Filter the listing below, keeping every line that holds "tree".

■ ■ ■

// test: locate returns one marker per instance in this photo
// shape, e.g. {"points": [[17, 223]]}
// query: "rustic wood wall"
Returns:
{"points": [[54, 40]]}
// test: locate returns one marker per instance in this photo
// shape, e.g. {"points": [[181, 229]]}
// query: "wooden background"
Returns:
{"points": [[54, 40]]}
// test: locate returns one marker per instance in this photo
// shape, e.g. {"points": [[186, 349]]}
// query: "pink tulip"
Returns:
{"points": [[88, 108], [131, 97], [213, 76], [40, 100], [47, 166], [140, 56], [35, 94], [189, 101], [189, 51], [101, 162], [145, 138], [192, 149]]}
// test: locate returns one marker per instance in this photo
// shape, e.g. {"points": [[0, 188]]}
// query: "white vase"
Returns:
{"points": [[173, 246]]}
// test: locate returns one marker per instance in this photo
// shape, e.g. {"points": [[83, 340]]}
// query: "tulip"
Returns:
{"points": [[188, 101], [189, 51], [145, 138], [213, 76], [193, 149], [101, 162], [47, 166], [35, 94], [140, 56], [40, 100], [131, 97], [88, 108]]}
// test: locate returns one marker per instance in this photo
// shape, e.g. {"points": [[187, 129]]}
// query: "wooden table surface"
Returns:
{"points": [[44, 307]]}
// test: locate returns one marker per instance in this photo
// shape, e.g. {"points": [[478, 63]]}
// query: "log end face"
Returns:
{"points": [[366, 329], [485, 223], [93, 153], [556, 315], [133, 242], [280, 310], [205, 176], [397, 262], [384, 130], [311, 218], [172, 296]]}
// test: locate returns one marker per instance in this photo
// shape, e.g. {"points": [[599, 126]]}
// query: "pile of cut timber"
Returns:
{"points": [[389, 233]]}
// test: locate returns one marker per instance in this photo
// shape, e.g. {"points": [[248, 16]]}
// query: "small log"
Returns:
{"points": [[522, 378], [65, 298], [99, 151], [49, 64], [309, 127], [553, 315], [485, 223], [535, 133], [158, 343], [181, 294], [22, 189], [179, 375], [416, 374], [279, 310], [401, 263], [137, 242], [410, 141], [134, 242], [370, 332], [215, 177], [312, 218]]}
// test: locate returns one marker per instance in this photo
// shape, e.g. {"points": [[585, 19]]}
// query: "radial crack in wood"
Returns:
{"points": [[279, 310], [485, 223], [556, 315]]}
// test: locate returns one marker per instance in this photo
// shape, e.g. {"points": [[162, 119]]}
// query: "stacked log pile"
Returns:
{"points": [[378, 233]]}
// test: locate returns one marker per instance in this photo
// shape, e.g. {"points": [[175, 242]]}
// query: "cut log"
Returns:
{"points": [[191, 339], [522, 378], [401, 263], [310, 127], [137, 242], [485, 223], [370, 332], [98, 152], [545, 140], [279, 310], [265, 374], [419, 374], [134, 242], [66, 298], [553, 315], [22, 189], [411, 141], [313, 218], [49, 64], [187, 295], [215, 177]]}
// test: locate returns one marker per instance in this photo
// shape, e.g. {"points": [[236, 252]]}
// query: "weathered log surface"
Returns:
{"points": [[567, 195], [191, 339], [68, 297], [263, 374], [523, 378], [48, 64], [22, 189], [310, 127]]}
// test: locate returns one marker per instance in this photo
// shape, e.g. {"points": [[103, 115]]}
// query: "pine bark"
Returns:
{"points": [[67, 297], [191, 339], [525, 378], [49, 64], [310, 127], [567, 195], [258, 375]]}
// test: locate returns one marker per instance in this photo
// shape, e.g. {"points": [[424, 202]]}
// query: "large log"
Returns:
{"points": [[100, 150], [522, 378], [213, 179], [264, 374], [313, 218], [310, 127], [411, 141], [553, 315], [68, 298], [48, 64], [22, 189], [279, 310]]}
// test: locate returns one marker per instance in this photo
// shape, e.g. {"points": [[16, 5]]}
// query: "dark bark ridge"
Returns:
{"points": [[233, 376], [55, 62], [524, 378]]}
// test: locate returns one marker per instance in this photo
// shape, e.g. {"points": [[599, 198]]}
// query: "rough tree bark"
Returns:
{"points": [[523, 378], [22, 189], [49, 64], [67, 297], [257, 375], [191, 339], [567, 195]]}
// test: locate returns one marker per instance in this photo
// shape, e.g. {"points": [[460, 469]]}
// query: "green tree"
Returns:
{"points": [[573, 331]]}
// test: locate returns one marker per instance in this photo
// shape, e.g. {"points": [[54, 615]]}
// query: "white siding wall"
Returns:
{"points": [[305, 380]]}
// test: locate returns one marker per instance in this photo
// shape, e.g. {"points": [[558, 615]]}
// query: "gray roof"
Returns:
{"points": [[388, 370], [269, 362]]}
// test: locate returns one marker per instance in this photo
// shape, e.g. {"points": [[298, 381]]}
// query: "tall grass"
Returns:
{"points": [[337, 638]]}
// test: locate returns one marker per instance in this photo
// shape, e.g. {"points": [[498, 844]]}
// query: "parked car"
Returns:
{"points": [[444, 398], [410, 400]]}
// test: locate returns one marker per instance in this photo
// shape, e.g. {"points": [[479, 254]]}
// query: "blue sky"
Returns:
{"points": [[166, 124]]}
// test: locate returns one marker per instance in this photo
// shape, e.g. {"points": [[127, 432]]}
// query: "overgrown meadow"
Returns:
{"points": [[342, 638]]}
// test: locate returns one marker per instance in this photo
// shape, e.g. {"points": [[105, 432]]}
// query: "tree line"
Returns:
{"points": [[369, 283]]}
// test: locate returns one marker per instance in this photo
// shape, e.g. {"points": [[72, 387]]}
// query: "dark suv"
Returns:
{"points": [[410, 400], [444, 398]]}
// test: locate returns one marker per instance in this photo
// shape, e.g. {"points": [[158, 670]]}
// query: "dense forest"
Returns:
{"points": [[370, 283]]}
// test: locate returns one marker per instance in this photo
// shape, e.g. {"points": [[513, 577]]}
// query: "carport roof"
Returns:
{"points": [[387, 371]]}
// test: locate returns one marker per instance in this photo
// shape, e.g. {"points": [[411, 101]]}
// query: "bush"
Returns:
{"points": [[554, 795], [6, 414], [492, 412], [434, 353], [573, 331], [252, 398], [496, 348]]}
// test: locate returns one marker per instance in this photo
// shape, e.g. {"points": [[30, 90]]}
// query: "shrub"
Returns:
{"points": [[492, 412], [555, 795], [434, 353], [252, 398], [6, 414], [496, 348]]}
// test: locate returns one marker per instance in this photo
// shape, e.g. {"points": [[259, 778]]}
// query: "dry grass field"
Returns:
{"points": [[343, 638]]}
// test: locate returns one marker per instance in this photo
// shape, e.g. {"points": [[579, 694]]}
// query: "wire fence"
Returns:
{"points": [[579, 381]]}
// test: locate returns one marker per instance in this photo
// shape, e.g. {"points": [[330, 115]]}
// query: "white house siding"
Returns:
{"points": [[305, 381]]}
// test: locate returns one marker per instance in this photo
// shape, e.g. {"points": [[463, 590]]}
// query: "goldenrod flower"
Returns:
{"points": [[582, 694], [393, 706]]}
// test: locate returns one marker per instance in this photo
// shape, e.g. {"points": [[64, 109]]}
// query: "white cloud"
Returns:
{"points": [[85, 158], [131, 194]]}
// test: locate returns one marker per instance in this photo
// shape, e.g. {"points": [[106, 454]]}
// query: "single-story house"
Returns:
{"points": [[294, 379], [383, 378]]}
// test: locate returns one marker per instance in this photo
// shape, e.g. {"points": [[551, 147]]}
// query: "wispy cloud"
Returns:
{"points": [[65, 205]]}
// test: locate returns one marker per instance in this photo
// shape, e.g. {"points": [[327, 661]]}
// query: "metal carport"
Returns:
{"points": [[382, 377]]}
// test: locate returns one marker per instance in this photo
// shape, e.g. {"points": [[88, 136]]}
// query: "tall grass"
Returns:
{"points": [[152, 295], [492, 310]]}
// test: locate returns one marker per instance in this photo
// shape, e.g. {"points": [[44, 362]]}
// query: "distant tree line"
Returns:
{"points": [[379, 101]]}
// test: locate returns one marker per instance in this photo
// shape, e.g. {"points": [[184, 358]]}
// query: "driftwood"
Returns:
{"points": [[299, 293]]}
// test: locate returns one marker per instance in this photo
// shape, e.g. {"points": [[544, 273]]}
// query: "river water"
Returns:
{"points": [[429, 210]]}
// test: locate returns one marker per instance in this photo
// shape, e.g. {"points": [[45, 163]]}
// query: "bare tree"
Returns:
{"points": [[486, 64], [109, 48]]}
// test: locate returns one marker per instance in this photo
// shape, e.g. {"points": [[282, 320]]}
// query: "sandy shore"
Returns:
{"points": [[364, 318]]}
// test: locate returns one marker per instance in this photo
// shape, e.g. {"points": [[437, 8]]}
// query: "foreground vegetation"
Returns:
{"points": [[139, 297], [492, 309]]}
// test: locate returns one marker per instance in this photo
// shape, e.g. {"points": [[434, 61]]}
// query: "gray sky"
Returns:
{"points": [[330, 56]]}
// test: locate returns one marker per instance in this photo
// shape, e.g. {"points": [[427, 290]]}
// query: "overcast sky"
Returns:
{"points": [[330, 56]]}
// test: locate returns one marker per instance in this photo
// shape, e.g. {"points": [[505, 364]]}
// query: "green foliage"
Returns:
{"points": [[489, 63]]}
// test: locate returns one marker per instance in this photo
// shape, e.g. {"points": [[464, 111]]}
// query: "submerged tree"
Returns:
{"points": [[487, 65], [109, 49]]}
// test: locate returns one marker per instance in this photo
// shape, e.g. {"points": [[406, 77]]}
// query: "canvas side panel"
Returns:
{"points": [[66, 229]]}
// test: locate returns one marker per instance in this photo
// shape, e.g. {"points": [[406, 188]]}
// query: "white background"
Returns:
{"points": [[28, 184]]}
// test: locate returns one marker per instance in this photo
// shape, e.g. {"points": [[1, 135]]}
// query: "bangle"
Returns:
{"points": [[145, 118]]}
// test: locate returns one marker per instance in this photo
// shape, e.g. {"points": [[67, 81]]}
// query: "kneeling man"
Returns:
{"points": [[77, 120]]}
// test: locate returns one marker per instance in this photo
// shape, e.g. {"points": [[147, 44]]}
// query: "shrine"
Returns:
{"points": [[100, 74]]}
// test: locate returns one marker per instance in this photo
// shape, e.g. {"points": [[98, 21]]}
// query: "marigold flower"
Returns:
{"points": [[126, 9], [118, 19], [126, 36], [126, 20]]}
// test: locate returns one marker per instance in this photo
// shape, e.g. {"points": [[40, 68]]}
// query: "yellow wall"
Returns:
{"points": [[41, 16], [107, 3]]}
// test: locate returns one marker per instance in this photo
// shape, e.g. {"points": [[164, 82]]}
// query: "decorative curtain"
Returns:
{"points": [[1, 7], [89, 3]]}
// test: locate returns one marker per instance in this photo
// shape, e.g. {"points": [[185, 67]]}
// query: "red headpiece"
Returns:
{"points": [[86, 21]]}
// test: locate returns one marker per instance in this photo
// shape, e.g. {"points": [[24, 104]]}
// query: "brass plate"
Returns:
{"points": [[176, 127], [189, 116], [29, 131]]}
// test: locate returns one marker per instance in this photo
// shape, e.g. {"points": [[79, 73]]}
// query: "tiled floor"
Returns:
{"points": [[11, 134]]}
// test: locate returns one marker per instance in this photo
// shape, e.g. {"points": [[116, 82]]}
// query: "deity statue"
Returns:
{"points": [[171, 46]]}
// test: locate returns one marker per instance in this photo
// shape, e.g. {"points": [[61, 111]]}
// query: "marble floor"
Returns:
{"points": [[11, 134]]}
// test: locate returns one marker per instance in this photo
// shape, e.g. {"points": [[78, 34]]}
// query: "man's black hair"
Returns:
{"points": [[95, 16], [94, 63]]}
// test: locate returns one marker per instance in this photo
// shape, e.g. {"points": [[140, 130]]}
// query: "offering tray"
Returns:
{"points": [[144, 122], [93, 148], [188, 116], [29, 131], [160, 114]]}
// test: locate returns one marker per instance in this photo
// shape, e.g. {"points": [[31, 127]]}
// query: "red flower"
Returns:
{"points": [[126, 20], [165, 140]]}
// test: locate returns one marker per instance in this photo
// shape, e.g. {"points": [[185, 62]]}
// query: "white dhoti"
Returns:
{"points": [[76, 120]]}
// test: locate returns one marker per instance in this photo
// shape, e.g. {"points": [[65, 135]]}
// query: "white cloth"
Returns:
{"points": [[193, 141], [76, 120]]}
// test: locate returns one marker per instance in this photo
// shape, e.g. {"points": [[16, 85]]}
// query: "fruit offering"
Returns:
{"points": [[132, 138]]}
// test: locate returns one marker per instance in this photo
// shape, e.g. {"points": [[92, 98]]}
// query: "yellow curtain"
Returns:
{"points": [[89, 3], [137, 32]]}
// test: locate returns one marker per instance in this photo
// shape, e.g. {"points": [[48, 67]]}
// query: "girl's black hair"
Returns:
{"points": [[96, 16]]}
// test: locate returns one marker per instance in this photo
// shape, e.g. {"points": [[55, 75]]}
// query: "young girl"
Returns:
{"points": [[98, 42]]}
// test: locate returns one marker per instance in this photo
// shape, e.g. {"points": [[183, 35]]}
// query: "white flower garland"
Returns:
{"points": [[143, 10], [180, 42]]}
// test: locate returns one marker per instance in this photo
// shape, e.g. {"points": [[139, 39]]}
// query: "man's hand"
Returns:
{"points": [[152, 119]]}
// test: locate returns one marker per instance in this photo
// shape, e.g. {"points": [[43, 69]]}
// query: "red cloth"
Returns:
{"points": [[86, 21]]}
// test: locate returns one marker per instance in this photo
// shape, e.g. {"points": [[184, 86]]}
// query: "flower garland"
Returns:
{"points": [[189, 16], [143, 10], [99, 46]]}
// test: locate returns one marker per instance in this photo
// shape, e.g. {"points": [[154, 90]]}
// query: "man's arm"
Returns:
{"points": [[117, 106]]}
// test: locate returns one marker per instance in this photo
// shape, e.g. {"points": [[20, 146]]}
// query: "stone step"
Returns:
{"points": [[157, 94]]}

■ ■ ■

# Exercise result
// query: "rough tree bark"
// query: "green tree"
// query: "tree line"
// query: "distant tree line"
// query: "bare tree"
// query: "submerged tree"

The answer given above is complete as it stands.